Problem to work on:
Reproduce every record below word for word and include no pictures.

Records for the exercise Block Start

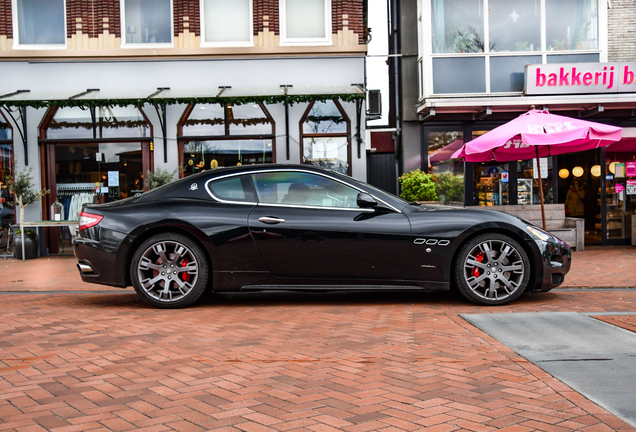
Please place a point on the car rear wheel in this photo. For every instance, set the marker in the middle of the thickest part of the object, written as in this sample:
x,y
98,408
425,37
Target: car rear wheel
x,y
492,269
169,271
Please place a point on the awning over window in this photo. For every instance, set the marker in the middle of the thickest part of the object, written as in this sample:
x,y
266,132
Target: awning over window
x,y
161,96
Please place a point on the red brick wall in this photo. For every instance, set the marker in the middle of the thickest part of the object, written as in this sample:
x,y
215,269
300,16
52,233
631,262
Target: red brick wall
x,y
190,9
5,19
353,8
267,8
92,13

Records for the exercise Block End

Solved exercise:
Please place a point on the car rear wheel in this photo. For every instance, set the marker in the middle of the thickest part of the object, written as in this sample:
x,y
98,408
425,37
Target: car rear wheel
x,y
492,269
169,271
Please place a point on the awning over window in this photo. For every instance, set the marker in the middle of the thickest part of the object, written as in this sample:
x,y
266,132
Target: awning over window
x,y
161,96
Please place a point on the red brick wall in this photo. For every instance, set the marker in the middle of the thickest part of the object, written as in this sample:
x,y
215,269
300,16
52,233
631,262
Target: red brick wall
x,y
190,9
5,19
353,8
267,8
92,13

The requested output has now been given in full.